УСЛОВИЕ ЗАДАНИЯ: Перепечатайте целиком и без единого изменения приведённый ниже отрывок об образах матерей в литературе.

ЦИТИРУЕМЫЙ ОТРЫВОК:

^^^^

Страх перед будущим, материнская тревога, стремление удержать традиционный уклад заставляет Марфу Игнатьевну быть деспотичной, «поедом есть» своих домашних.

Почему трудно не просто симпатизировать ей, но и понять позицию Кабановой?

Мы не видим не только проявления любви, но и проявления уважения. Чем жёстче Кабанова, тем больше отдаляются от неё родные люди.

Была ли неизбежной трагедия Катерины?

С одной стороны, Катерина – человек традиции, с другой – личность с сильной волей. Это проявляется даже в отношении к Богу: она не просто верит глубоко и истово, но и искренне любит Бога.

Однако бывает и так, что люди отдаляются друг от друга, несмотря на любовь.

 

5)    К.Г. Паустовский «Телеграмма»

 

Выразительное чтение

 

Совсем другой образ женщины-матери встречаем мы в рассказе К.Г. Паустовского. Перечитайте строчки, посвящённые Катерине Петровне. Как думает она о своей дочери?

 

Похожа ли ситуация, изображённая в этом рассказе, на одну из предыдущих?

 

Здесь нет конфликта поколений. Нет никаких упрёков. Проблема «отцов и детей» связана с отношением к пожилой матери. Одинокая старость.

 

Какой персонаж русской литературы вспоминается?

Самсон Вырин («Станционный смотритель»).

 

Частое ли это явление в нашей жизни? С чем   в большинстве случаев связаны причины этого?

Равнодушие, чёрствость, эгоизм детей.

Относятся ли эти упрёки к Насте, дочери главной героини? Нет.

Почему же так произошло?

Работа, жизнь вдали от матери, стремление быть полезной…

 

Почему именно после «телеграммы» Катерина Петровна умерла?

Потеряла надежду, поняла, что ждать больше нечего.

 

Какую роль играет в рассказе образ молоденькой учительницы?

^^^^

ИСХОДНЫЕ ДАННЫЕ:
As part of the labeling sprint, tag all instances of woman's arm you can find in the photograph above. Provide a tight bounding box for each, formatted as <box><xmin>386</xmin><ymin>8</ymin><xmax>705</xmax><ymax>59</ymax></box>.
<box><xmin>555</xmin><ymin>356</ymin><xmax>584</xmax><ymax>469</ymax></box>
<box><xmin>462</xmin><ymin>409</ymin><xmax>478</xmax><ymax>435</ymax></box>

^^^^

РЕШЕНИЕ:
Страх перед будущим, материнская тревога, стремление удержать традиционный уклад заставляет Марфу Игнатьевну быть деспотичной, «поедом есть» своих домашних.

Почему трудно не просто симпатизировать ей, но и понять позицию Кабановой?

Мы не видим не только проявления любви, но и проявления уважения. Чем жёстче Кабанова, тем больше отдаляются от неё родные люди.

Была ли неизбежной трагедия Катерины?

С одной стороны, Катерина – человек традиции, с другой – личность с сильной волей. Это проявляется даже в отношении к Богу: она не просто верит глубоко и истово, но и искренне любит Бога.

Однако бывает и так, что люди отдаляются друг от друга, несмотря на любовь.

 

5)    К.Г. Паустовский «Телеграмма»

 

Выразительное чтение

 

Совсем другой образ женщины-матери встречаем мы в рассказе К.Г. Паустовского. Перечитайте строчки, посвящённые Катерине Петровне. Как думает она о своей дочери?

 

Похожа ли ситуация, изображённая в этом рассказе, на одну из предыдущих?

 

Здесь нет конфликта поколений. Нет никаких упрёков. Проблема «отцов и детей» связана с отношением к пожилой матери. Одинокая старость.

 

Какой персонаж русской литературы вспоминается?

Самсон Вырин («Станционный смотритель»).

 

Частое ли это явление в нашей жизни? С чем   в большинстве случаев связаны причины этого?

Равнодушие, чёрствость, эгоизм детей.

Относятся ли эти упрёки к Насте, дочери главной героини? Нет.

Почему же так произошло?

Работа, жизнь вдали от матери, стремление быть полезной…

 

Почему именно после «телеграммы» Катерина Петровна умерла?

Потеряла надежду, поняла, что ждать больше нечего.

 

Какую роль играет в рассказе образ молоденькой учительницы?